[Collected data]
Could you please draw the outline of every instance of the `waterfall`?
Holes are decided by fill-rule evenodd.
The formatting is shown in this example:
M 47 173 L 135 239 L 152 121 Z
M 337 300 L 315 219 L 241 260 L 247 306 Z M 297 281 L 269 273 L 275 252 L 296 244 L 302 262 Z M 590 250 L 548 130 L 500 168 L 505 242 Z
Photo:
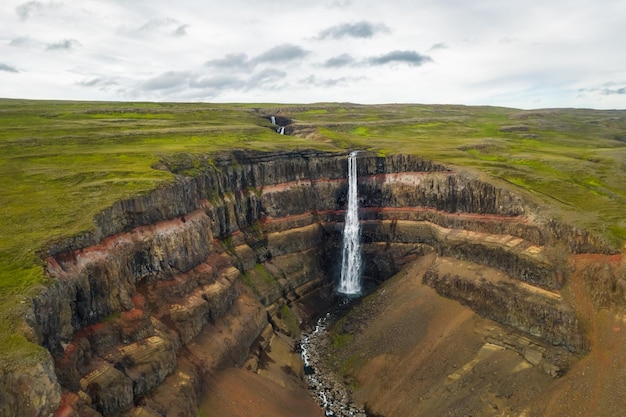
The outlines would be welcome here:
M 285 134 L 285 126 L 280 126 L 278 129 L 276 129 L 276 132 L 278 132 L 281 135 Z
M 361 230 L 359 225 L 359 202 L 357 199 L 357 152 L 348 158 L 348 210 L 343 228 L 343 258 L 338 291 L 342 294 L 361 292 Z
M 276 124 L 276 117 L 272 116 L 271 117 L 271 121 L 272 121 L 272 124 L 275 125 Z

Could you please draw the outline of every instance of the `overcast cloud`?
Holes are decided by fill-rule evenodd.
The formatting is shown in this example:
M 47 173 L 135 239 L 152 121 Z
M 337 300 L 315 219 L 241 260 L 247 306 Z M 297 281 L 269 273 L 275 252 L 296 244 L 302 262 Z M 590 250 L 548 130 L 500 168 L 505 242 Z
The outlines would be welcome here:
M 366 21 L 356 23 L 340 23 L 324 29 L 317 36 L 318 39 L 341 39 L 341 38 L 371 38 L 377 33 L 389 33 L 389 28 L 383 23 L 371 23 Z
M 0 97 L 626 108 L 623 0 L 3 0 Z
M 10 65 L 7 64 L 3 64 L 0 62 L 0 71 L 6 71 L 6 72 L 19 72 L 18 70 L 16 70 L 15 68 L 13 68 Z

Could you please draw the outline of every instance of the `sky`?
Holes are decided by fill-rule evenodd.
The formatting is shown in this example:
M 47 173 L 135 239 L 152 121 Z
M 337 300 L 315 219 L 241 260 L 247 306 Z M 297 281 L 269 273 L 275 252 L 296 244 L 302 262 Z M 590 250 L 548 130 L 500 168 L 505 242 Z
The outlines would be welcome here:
---
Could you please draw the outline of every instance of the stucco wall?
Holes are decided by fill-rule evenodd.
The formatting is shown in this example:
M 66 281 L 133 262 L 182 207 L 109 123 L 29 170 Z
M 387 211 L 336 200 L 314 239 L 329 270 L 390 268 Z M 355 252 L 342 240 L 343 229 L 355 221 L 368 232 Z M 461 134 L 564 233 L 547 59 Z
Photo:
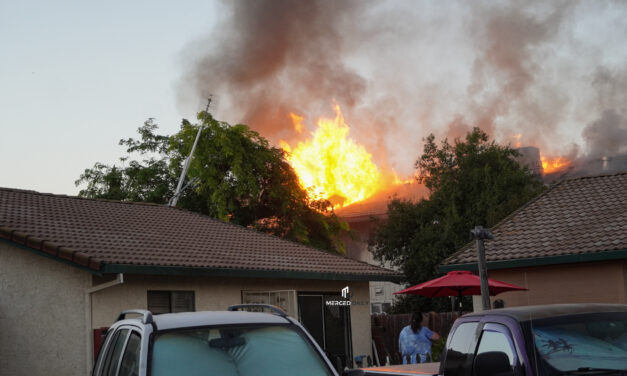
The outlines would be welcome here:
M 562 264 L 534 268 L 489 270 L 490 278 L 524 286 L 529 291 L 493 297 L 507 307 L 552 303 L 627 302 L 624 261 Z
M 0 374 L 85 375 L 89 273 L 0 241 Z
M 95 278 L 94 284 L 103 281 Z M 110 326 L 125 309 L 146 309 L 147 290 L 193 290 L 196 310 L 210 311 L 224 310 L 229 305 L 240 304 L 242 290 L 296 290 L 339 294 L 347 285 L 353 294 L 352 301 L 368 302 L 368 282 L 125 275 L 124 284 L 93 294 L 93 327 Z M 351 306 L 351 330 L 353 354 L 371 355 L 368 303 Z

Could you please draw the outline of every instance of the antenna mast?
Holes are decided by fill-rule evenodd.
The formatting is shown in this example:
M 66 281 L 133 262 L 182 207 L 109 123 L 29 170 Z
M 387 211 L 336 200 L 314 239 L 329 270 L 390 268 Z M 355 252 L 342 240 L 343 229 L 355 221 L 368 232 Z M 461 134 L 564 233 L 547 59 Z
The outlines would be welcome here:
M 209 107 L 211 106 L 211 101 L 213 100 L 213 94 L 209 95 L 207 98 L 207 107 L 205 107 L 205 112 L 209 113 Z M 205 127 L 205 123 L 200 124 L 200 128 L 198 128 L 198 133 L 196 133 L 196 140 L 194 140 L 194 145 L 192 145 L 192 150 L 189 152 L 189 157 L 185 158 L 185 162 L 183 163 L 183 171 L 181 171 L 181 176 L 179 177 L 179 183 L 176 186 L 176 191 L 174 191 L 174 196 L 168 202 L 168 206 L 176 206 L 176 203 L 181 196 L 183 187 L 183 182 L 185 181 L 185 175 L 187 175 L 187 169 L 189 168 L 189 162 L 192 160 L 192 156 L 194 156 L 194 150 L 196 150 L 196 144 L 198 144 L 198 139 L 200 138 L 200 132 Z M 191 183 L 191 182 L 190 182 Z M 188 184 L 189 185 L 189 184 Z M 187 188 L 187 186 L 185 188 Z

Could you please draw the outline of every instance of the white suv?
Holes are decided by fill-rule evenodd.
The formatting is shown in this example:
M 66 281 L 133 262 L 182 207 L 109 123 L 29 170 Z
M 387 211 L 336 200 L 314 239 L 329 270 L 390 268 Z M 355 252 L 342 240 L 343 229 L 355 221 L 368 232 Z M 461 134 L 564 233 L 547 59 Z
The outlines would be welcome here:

_Assignment_
Using only the data above, copy out the lines that include the word "Could".

_Written solution_
Could you please draw the outline of every instance of the `waterfall`?
Could you please draw the outline of every instance of the `overcast cloud`?
Could you please draw the outline of every instance of the `sky`?
Could you please draw the outline of every instance of the stucco wall?
Could you please draw the outline of every instance of the antenna mast?
Could you please draw the outline of every instance of the white suv?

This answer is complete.